Brief: Copy out only the lines between the one holding "Could you please locate the cabinet" and the one holding "198, 185, 226, 201", inclusive, keeping the text as it is but scaling every bounding-box coordinate by 2.2 and rounding each to a whole number, with halves rounded up.

^^^^^^^^^^^^^^^^

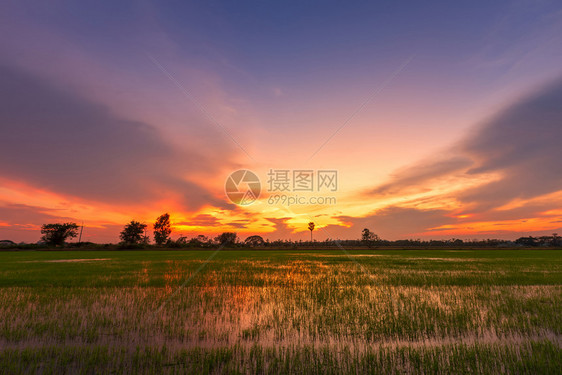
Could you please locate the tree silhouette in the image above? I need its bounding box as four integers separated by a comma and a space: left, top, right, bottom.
215, 232, 237, 245
119, 220, 146, 245
308, 221, 316, 242
244, 236, 265, 247
41, 223, 78, 246
361, 228, 380, 246
154, 213, 172, 245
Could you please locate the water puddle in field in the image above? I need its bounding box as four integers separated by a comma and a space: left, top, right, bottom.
22, 258, 110, 263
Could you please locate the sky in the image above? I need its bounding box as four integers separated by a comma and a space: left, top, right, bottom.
0, 1, 562, 242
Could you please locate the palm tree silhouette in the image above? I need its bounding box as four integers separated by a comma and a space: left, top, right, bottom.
308, 221, 316, 242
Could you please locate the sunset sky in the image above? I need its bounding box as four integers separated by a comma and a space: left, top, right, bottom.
0, 1, 562, 242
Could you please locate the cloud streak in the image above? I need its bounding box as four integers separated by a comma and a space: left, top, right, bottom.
0, 66, 233, 210
368, 76, 562, 211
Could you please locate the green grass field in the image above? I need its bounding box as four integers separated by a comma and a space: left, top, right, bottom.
0, 249, 562, 374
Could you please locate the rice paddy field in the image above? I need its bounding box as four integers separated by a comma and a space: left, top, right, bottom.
0, 249, 562, 374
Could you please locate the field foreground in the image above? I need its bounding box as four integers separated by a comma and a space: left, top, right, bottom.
0, 249, 562, 374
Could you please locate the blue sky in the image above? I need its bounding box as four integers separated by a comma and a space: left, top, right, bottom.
0, 1, 562, 239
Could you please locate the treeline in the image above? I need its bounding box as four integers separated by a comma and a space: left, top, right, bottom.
0, 213, 562, 249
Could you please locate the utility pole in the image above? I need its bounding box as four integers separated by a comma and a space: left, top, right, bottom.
78, 222, 84, 243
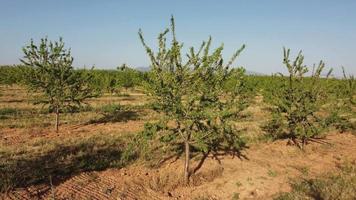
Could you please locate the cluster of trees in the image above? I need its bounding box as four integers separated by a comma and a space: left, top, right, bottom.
0, 17, 356, 183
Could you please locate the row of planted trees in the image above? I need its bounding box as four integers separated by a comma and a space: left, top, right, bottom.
15, 17, 355, 183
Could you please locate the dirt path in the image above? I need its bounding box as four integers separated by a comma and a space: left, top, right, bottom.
2, 134, 356, 199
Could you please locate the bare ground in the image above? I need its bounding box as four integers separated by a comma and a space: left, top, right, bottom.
3, 133, 356, 199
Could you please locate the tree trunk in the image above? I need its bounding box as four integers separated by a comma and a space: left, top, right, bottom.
184, 141, 190, 185
56, 106, 59, 133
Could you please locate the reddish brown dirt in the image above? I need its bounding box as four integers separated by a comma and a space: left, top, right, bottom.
5, 134, 356, 199
0, 120, 145, 146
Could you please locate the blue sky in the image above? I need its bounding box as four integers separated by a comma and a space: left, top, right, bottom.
0, 0, 356, 75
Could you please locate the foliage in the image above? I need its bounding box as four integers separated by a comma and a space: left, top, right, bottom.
139, 17, 247, 183
21, 38, 96, 131
325, 68, 356, 132
265, 49, 331, 148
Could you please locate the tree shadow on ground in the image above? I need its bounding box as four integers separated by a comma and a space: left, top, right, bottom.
86, 110, 139, 125
0, 136, 130, 192
156, 143, 249, 174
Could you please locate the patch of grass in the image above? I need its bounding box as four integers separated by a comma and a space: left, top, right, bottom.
232, 192, 240, 200
236, 181, 242, 187
0, 108, 19, 115
274, 162, 356, 200
267, 169, 278, 177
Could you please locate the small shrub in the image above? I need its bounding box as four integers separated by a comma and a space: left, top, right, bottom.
275, 163, 356, 200
264, 49, 331, 148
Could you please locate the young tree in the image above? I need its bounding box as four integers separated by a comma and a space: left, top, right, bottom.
139, 17, 247, 184
267, 49, 331, 149
117, 64, 139, 91
20, 38, 96, 132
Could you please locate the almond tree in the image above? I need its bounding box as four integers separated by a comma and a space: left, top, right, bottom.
20, 38, 97, 132
267, 49, 331, 149
139, 17, 247, 184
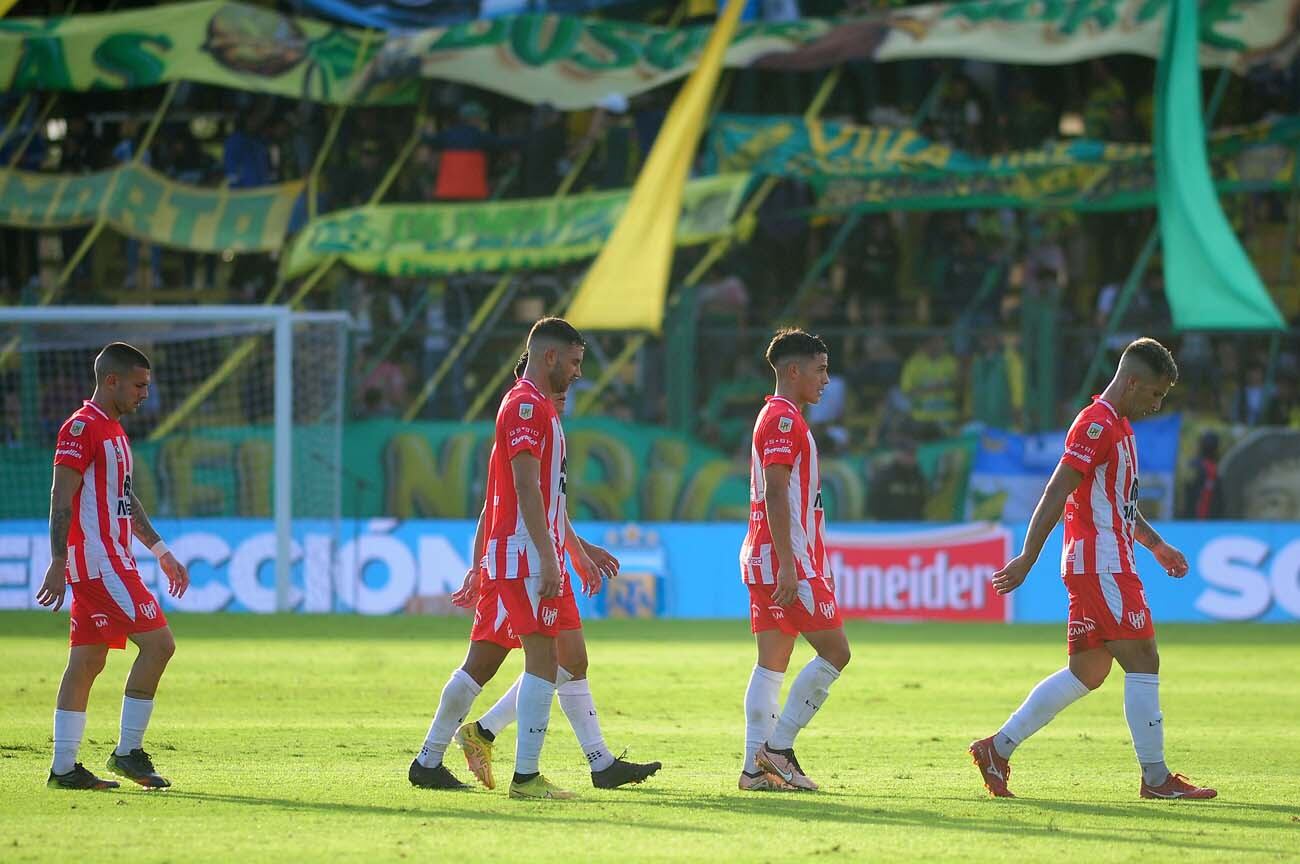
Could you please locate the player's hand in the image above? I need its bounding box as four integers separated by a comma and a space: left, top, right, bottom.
537, 555, 560, 600
569, 546, 605, 596
1151, 542, 1187, 579
159, 552, 190, 598
36, 559, 68, 612
772, 564, 800, 605
451, 566, 478, 609
992, 555, 1034, 594
582, 540, 619, 579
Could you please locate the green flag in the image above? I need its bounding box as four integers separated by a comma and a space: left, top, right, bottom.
1154, 0, 1286, 330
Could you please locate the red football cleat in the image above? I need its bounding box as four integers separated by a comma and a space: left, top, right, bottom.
967, 735, 1015, 798
1140, 774, 1218, 798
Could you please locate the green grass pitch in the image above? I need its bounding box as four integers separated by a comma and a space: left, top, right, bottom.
0, 613, 1300, 864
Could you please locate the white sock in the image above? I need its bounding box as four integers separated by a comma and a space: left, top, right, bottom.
515, 672, 555, 774
993, 667, 1088, 759
416, 669, 482, 768
49, 708, 86, 774
745, 665, 785, 774
555, 678, 614, 770
767, 657, 840, 750
478, 667, 573, 738
1125, 672, 1169, 786
113, 696, 153, 756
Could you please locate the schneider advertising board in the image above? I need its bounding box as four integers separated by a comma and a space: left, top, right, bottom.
0, 520, 1300, 622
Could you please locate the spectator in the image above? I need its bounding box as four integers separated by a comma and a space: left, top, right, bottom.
1178, 431, 1223, 520
901, 333, 957, 438
221, 114, 274, 188
966, 330, 1024, 429
426, 101, 523, 201
868, 440, 928, 522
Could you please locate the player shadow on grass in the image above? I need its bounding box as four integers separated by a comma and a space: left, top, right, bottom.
613, 787, 1290, 854
166, 789, 712, 834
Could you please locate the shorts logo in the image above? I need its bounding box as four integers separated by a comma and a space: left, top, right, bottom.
1066, 618, 1097, 639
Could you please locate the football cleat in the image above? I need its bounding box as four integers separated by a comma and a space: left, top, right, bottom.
754, 744, 816, 793
407, 759, 469, 790
104, 747, 172, 789
737, 770, 794, 793
592, 752, 663, 789
510, 774, 577, 800
46, 763, 121, 789
966, 735, 1015, 798
455, 721, 497, 789
1139, 774, 1218, 799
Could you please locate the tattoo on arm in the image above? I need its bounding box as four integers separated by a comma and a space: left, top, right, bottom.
131, 492, 163, 546
1134, 513, 1161, 548
49, 502, 73, 559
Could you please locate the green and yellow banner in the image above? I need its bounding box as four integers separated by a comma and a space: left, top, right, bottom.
0, 0, 1300, 109
283, 174, 749, 278
707, 116, 1300, 210
0, 0, 415, 103
0, 164, 303, 252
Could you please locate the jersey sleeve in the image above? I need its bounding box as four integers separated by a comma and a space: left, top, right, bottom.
55, 417, 96, 474
754, 414, 800, 468
501, 399, 549, 461
1061, 417, 1115, 476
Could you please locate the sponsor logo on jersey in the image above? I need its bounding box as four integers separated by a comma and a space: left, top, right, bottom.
1066, 617, 1097, 639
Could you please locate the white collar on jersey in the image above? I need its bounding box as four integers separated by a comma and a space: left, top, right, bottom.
772, 394, 803, 414
82, 399, 112, 420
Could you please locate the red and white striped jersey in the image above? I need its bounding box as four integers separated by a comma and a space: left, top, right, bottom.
740, 396, 826, 585
484, 378, 568, 579
1061, 396, 1139, 576
55, 400, 137, 583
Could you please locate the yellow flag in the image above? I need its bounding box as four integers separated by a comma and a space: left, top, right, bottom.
564, 0, 745, 335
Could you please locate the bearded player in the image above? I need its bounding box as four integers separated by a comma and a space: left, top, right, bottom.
970, 339, 1217, 798
738, 330, 850, 791
36, 342, 190, 789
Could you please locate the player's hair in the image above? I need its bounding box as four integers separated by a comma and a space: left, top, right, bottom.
763, 327, 831, 369
528, 318, 586, 348
1119, 337, 1178, 383
95, 342, 151, 385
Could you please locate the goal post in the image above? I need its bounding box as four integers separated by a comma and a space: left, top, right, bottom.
0, 305, 350, 611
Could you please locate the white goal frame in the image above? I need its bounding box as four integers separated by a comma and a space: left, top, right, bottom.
0, 305, 351, 612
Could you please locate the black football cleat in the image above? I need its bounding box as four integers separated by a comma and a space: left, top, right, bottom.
105, 747, 172, 789
46, 763, 121, 789
407, 759, 469, 790
592, 756, 663, 789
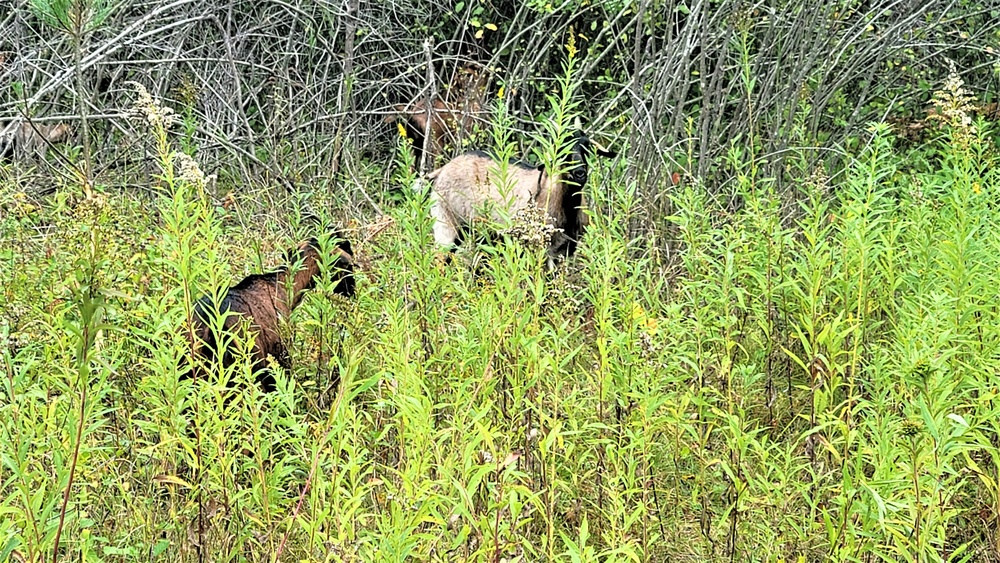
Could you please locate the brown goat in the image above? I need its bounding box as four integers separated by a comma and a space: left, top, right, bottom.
0, 121, 73, 160
385, 66, 488, 167
182, 238, 354, 392
426, 131, 617, 263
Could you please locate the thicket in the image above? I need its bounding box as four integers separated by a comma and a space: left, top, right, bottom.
0, 0, 1000, 563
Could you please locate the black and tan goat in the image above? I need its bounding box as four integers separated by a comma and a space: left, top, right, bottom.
183, 238, 354, 392
427, 131, 616, 260
0, 121, 73, 160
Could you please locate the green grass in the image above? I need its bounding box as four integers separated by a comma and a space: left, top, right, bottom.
0, 93, 1000, 562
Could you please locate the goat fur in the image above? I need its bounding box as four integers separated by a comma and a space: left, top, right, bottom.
426, 132, 615, 260
0, 121, 73, 160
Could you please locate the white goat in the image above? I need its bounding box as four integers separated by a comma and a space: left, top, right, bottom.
427, 132, 616, 260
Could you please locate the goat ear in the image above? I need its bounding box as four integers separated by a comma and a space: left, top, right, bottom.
590, 139, 618, 158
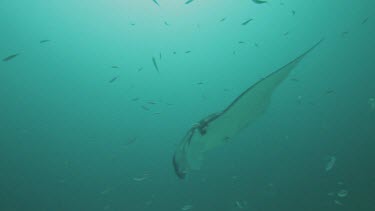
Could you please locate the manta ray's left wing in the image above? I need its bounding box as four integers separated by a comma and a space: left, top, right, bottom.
173, 40, 322, 178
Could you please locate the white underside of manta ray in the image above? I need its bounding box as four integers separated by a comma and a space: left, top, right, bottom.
173, 40, 322, 179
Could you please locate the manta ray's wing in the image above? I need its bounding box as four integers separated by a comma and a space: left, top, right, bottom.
173, 40, 322, 178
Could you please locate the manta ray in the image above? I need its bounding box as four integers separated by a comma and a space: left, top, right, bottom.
173, 39, 323, 179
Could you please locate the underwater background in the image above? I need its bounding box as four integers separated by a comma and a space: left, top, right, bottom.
0, 0, 375, 211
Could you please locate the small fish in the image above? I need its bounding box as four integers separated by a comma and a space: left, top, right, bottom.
133, 176, 147, 182
124, 137, 137, 146
152, 0, 160, 7
326, 156, 336, 171
181, 204, 193, 211
290, 78, 299, 82
108, 76, 118, 83
326, 89, 335, 95
368, 97, 375, 111
152, 57, 159, 72
341, 31, 349, 37
39, 40, 51, 43
141, 106, 150, 111
241, 18, 253, 26
253, 0, 267, 4
337, 189, 349, 198
3, 53, 19, 62
362, 17, 368, 24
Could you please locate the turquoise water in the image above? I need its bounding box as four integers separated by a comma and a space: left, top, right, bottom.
0, 0, 375, 211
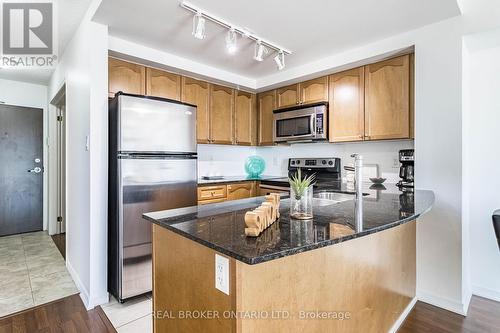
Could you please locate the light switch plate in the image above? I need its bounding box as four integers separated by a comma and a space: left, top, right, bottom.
215, 254, 229, 295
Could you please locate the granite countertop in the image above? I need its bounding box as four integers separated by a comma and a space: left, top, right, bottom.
198, 175, 282, 185
143, 185, 434, 265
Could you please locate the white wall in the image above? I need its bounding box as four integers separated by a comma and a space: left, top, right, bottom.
49, 1, 108, 308
257, 140, 414, 183
198, 144, 256, 178
463, 30, 500, 301
0, 78, 49, 230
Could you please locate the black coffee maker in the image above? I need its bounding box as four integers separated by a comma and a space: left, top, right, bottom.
397, 149, 415, 189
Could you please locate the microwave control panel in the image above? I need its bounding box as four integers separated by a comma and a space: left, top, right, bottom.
316, 113, 325, 134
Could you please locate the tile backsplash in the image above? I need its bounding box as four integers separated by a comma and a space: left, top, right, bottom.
198, 140, 414, 183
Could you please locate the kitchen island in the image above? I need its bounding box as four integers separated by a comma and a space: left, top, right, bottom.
144, 190, 434, 332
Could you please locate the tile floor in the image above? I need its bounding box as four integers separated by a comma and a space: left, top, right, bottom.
101, 294, 153, 333
0, 231, 78, 317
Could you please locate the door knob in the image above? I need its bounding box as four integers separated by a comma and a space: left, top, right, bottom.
28, 167, 42, 173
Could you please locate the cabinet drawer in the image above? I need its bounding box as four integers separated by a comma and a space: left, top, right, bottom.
227, 182, 255, 200
198, 185, 226, 201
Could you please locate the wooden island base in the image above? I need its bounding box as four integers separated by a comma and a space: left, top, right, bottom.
153, 221, 416, 333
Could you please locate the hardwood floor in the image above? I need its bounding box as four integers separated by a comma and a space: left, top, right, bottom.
52, 234, 66, 260
0, 295, 116, 333
0, 295, 500, 333
398, 296, 500, 333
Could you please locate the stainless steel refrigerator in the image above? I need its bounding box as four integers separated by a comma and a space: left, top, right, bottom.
108, 92, 197, 302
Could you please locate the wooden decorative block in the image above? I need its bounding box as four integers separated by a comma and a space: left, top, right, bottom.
245, 193, 280, 237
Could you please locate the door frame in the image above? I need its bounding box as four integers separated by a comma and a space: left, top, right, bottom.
47, 84, 68, 235
0, 100, 45, 237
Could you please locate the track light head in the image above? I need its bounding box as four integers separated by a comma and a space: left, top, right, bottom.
253, 40, 269, 61
226, 28, 238, 54
274, 50, 285, 70
192, 12, 206, 39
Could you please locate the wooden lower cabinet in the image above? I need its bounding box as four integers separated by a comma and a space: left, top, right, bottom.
198, 185, 227, 202
198, 181, 258, 205
227, 182, 256, 200
108, 58, 146, 97
152, 219, 416, 333
146, 67, 181, 101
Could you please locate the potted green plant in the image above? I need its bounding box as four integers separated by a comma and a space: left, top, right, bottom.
288, 168, 316, 220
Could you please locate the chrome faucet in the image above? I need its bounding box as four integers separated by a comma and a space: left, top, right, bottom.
344, 154, 363, 198
344, 154, 363, 232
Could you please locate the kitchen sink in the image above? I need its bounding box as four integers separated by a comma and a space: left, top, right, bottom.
313, 191, 356, 206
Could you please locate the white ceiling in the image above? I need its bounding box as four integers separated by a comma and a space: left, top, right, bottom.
94, 0, 460, 79
0, 0, 91, 84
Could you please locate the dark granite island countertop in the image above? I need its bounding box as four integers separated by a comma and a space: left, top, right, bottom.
143, 190, 434, 265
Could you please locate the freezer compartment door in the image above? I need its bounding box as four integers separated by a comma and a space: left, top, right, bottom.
118, 95, 196, 153
118, 158, 197, 299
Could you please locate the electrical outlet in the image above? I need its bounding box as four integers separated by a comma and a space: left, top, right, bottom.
215, 254, 229, 295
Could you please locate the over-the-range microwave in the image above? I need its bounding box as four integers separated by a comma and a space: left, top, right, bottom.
273, 102, 328, 143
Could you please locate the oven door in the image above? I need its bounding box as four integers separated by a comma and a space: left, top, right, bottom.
273, 108, 316, 142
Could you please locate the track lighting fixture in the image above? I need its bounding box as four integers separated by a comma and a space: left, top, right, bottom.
253, 40, 269, 61
192, 12, 206, 39
226, 28, 238, 54
274, 50, 285, 70
180, 1, 292, 70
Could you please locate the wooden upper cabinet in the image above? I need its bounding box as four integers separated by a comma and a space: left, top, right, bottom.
276, 84, 299, 108
328, 67, 365, 142
181, 76, 210, 143
210, 84, 234, 144
365, 55, 410, 140
108, 58, 146, 97
299, 76, 328, 104
234, 90, 257, 146
146, 67, 181, 101
258, 90, 276, 146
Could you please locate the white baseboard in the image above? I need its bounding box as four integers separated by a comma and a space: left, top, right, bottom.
388, 297, 417, 333
417, 290, 470, 316
66, 260, 94, 310
462, 290, 472, 316
89, 293, 109, 308
472, 285, 500, 302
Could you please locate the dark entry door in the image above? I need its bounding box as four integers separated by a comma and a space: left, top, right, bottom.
0, 104, 43, 236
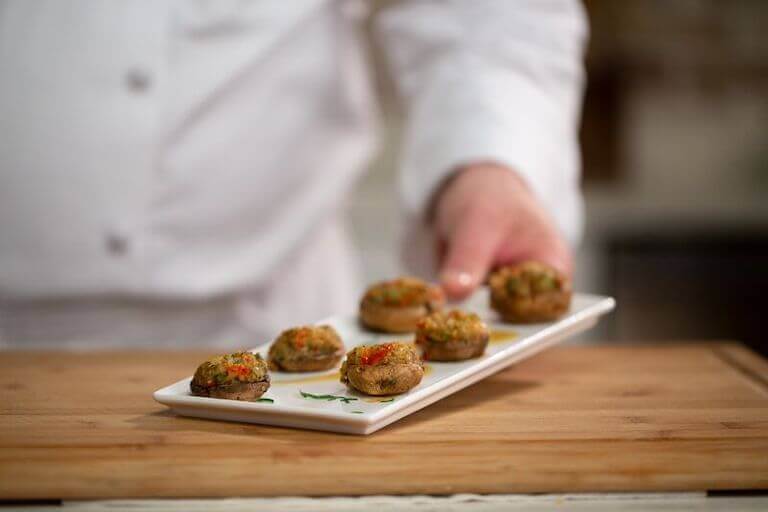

^^^^^^^^^^^^^^^^

Reply to the exercise:
Could you please locate the cabinet drawer in the image above? I need its bounding box as four integers separated by a comma and a space: left, top, right, bottom.
499, 400, 561, 440
436, 407, 497, 442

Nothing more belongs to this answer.